### How to complete this task
Go to the line below containing "pixel 79 182" and print exactly from there through the line containing "pixel 147 208", both included. Print nothing else.

### Material provided
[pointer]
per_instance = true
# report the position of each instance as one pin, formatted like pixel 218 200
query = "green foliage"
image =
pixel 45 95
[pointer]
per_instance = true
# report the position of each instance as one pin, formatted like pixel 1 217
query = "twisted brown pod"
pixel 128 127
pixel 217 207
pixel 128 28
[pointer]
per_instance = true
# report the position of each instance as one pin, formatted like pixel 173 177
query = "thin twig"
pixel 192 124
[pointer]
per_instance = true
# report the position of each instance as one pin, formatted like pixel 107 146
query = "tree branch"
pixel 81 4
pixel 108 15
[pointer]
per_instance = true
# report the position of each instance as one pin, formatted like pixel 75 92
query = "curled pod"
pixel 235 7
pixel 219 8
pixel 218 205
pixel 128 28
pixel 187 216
---
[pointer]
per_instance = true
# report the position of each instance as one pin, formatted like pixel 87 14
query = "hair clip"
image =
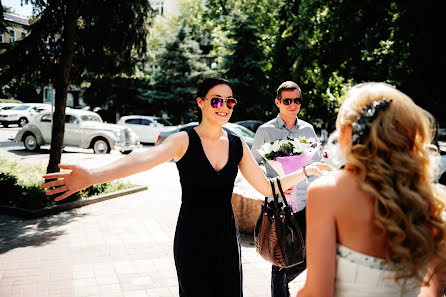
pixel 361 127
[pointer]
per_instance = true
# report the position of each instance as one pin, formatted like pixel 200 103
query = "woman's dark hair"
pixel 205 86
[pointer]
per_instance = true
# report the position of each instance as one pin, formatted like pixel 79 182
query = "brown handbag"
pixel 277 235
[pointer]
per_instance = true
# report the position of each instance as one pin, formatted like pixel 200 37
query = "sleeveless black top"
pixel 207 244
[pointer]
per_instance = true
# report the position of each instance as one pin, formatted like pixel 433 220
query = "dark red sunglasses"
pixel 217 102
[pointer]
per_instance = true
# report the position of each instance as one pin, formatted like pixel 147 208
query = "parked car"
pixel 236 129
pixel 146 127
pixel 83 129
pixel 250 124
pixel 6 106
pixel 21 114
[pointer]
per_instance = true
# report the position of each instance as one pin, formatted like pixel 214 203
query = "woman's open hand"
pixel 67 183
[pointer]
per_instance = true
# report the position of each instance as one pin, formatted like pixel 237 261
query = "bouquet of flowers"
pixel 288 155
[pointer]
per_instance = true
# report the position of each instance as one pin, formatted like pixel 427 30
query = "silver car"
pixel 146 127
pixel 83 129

### Answer to this problem
# report the position of each instance as one pin, formatted like pixel 79 182
query = "brown handbag"
pixel 277 235
[pointer]
per_instance = true
# report the position of each instance as one pin, formatted like pixel 200 37
query = "sleeveless black top"
pixel 207 244
[pointer]
per_instance = true
# report the position of each instance as one pin, formatted like pixel 433 220
query = "dark red sunglasses"
pixel 217 102
[pointer]
per_instance = true
# report the position of each instance as one pin, formatted like pixel 147 208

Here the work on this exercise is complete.